■ **Extract**
[BEGIN]

Is this Spring here to visit or here to stay? The next few days will tell

:-)


----------



## Bonus (20 Feb 2018)

Early last week I dropped off my CV to the 4 local campsites we have around Ainsa, in the hope of picking up some work over the summer.

A day later one of the sites messaged me to say they want to talk to me some more and the day after that my friend Angel, who I help maintain the local Zona Zero MTB trails with and whom I put down as a character reference, messaged me to say that the same campsite had rung him for a reference :-)

Going to see them this eve for a chat and we'll see what happens . . .


----------



## Bonus (21 Feb 2018)

So, starting work tomorrow then .... They want me work until the end of the month to see if I like it and if I do they'll give me a 7 month contract through the summer.

Phew


----------



## Bonus (22 Feb 2018)

Shame man, I think we broke Ramon the Farmers heart yesterday.

He's been keeping an eye on our progress of building walls and terracing our sloping back garden. He's always very encouraging and is amazed with what we've been able to do with what has always been a rather awkward bit of land.

So, yesterday we showed him that the first terrace was finished and the second one was well on its way. He was suitably impressed and asked us "what we were going to plant there?". I told him "Grass" - but he didn't understand - in fact he thought I was using the wrong Spanish word to describe the crop we were going to plant. So I explained in detail "Grass, so we can put out a garden table & chairs and sit with our friends drinking wine & beer and enjoying the view"

As a farmer, he doesn't get that we would do all that work, just to "sit" . . . . what about growing food, to eat???

Maybe once he and Rosa have sat and enjoyed a drink with us it will make more sense to him :-)


----------



## Bonus (28 Feb 2018)

Come to Spain they said, sit out on the pavement drinking cold drinks in the sunshine they said . . .


----------



## Bonus (28 Feb 2018)

No work today because of the weather, so time to catch up on our updates and "indoor jobs" :-)


----------



## Bonus (28 Feb 2018)

Finally stopped snowing this evening after nearly 40cm of snow had fallen in around 15 hours.

We are officially snowed in - no way to get the cars out until the snow melts or is cleared. As it happens, Ramon has a tractor so he can clear the road from home to the main road if we need to go anywhere.

Looks like another day at home tomorrow . . . .


----------



## Bonus (1 Mar 2018)

Couldn't get to work and couldn't work on our walls & garden . . . nothing left to do but to build a Snowman!


----------



## Bonus (1 Mar 2018)

It rained all last night and so today the snow has cleared a bit.

Ramon cleared the road from our houses to out of the village this morning so that we could get out in the car.

We went and had a look around - the big roads are all clear. The local council must have worked flat out to get it all done. I know they are used to bit of snow, but hats off to them for effort. 

Good to know that when an Atlantic Snowstorm hits us, we're only stuck for a day :-)


----------



## Bonus (8 Mar 2018)

My son is over from the UK for a few days and thankfully the snow and rain we had last week have gone away.

[END]

■ **Problem requirements**
Can you carry on the blog about life near Ainsa from the end of its last entry, the one dated 8 Mar 2018?

■ **Provided material**
[BEGIN]

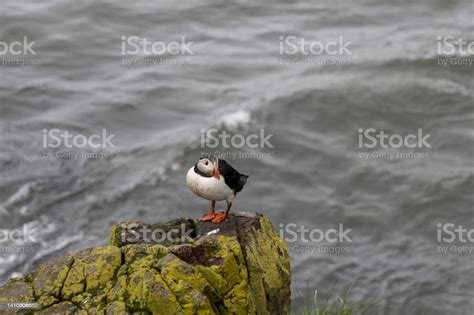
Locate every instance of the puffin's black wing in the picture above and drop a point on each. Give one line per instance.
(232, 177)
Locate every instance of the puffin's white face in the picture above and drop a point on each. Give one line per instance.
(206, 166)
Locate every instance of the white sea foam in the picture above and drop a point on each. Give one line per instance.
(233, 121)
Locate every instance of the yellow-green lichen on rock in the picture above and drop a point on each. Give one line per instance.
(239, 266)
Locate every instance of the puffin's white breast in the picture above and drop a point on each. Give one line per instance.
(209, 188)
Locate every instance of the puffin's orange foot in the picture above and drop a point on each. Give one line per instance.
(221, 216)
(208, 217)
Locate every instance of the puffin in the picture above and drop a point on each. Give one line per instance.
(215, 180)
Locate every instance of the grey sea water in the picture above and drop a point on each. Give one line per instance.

[END]
[BEGIN]

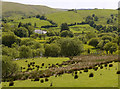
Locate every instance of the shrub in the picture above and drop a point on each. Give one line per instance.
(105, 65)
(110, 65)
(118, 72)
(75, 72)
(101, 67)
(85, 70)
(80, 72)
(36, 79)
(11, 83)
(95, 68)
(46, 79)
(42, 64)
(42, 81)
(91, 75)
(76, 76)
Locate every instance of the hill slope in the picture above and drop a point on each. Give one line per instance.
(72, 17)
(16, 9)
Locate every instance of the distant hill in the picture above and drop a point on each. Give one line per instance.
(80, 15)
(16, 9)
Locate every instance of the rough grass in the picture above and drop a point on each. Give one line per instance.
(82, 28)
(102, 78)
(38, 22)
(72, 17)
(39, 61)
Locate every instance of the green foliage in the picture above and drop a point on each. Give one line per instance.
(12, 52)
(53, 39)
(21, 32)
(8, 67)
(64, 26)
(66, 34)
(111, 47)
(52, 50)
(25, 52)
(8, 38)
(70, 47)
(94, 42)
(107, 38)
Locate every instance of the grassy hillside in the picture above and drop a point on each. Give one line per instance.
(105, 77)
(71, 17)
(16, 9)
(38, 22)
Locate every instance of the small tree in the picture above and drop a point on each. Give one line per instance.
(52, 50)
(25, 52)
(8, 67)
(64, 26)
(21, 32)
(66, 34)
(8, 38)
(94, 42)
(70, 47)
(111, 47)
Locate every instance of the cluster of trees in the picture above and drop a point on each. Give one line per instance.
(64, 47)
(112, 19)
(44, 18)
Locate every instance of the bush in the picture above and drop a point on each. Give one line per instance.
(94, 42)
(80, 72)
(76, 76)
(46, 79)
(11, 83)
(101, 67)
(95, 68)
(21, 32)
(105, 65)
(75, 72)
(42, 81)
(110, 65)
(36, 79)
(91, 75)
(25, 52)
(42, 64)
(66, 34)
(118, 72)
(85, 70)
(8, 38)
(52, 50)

[END]

■ **Response to the exercise**
Today we walked some of the trails I'm busy building on Ramon the Farmers land. Did a bit of cleaning up and cleared some of my drainage ditches. It's looking ok, despite the fact that I haven't given it much attention since we started building our garden walls and terracing our sloping back garden.

It's good news for me that I can ignore my trails for weeks or even months if necessary and they don't fall apart while my back is turned!


----------



## Bonus (18 Mar 2018)

After a week of working flat out at one of our local campsites, bad weather stopped play for a few days. Then my son was over from the UK for a week.

Now I'm back at work - preparing the campsite ready for opening time just before Easter.

The boss' daughter, who takes care of the admin and cleaning side of things, asked Mrs Bonus if she'd be interested in helping out for a while too, so she's joined me there :-)

We are both currently "employed" and earning Euros . . . . :-)


----------



## Bonus (21 Mar 2018)

Would love to get to Stage 6 of the " Volta Ciclista a Catalunya" on Saturday. It's going to pass here about 40km away.

Just depends on work & weather!


----------



## Bonus (27 Mar 2018)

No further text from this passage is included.